In addition to these steps, adjustments to supplier capacity
that can be delivered to a destination may be appropriate. One
possible adjustment could be to consider other destinations that
provide selling opportunities for suppliers and the likelihood that
supplier's opportunities may alter their capacity available for
delivery to a particular destination market. A computer model is one
tool that could be used to assess the effect of these alternatives
in a delivered price test. Staff seeks comments on whether these
types of adjustment may be appropriate in a delivered price test and
how a model could be used for this purpose.
Finally, computer models hold additional potential for
application in other areas of the competitive analysis of mergers.
In the next section, staff seeks comment on these and other issues.
Issues/Questions for a Technical Conference
Below are questions for comment and perhaps also discussion at a
technical conference. Commentors should also raise any other issues
they believe need to be considered. In considering these questions
or in raising further issues, it is important to specify whether the
model is intended primarily as a screening tool or as a detailed and
full analytical tool. In the former case the model must therefore
strike a balance between detail (with the presumption of greater
accuracy and precision) and ease of application within the
requirements for a screen.
Questions are listed in five groups: basic model structure,
implementing the basic structure, data issues, application to merger
analysis and process issues.
Basic Model Structure
The sample model assumes the general form of a mathematical
programming problem. Is this the most appropriate technique to
simulate economic equilibrium problems in the electricity market?
Please be explicit about any proposed alternatives.
The sample model is structured as a linear program. Would
another mathematical programming form be better (for example, a
quadratic program with piecewise linear supply curves)?
Demands are assumed to be fixed in the sample program, so the
demand side of the market is not represented in the sample model.
Should demands be made responsive to price? If so, what is the
appropriate price elasticity? Should the objective function then be
to maximize social welfare (the sum of producer plus consumer
surplus)?
The sample model uses distribution factors to estimate power
transmission flows. Is this approach adequate? Should Commission
staff rely on transmission distribution factors supplied by others
(either NERC or another third party) or perform its own transmission
system analysis to derive distribution factors for market analysis?
In the sample model, the generator cost functions are
represented as a constant variable cost for a unit, even though unit
efficiencies vary over the operating range of a generating unit. Is
a formulation with a constant variable cost sufficient for purposes
of a screening model? Are there alternative formulations of the cost
function that can be easily implemented with available information?
How should generating unit availabilities and losses be
represented in the model? Could availabilities be treated outside
the model, as adjustments to available capacity for each time period
studied? Should losses be represented only for transmission flows,
or for all generation and transmission, and should different loss
factors be supplied for each area? Should losses associated with
generation or load within each area be treated differently from
losses associated with transmission exchanges or flows across areas?

### TASK
Pull the passage from the excerpt on merger-analysis models word for word, beginning at the words "The sample model is" and stopping after "for market analysis?". The lines after this excerpt on merger-analysis models are separate material.

### EXTRACTED MATERIAL
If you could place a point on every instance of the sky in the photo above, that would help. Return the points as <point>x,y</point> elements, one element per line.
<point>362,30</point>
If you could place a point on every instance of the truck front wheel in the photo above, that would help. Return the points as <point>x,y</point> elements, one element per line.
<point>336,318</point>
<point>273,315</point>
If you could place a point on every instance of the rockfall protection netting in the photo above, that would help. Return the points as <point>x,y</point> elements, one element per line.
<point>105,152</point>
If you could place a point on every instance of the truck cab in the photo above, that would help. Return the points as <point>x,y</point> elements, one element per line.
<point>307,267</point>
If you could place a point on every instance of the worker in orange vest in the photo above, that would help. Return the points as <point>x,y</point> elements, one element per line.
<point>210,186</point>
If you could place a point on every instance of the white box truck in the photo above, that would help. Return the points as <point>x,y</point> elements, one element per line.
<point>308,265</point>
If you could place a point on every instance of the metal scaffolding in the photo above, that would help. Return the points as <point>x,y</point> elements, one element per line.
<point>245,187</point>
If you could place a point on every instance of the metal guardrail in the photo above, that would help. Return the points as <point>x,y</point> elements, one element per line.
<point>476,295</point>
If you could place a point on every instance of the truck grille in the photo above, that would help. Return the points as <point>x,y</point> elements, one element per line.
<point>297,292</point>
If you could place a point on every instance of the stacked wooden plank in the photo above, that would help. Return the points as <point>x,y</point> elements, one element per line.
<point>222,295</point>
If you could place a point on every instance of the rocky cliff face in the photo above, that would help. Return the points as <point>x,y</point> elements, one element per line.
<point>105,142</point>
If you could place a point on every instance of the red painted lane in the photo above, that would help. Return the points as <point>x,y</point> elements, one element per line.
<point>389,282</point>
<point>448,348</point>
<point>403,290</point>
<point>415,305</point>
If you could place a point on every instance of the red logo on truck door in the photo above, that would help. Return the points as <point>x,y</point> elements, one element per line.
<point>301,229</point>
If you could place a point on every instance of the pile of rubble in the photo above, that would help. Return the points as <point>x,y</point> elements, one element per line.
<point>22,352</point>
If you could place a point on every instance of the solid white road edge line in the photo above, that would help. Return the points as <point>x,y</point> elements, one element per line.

### ANSWER
The sample model is structured as a linear program. Would
another mathematical programming form be better (for example, a
quadratic program with piecewise linear supply curves)?
Demands are assumed to be fixed in the sample program, so the
demand side of the market is not represented in the sample model.
Should demands be made responsive to price? If so, what is the
appropriate price elasticity? Should the objective function then be
to maximize social welfare (the sum of producer plus consumer
surplus)?
The sample model uses distribution factors to estimate power
transmission flows. Is this approach adequate? Should Commission
staff rely on transmission distribution factors supplied by others
(either NERC or another third party) or perform its own transmission
system analysis to derive distribution factors for market analysis?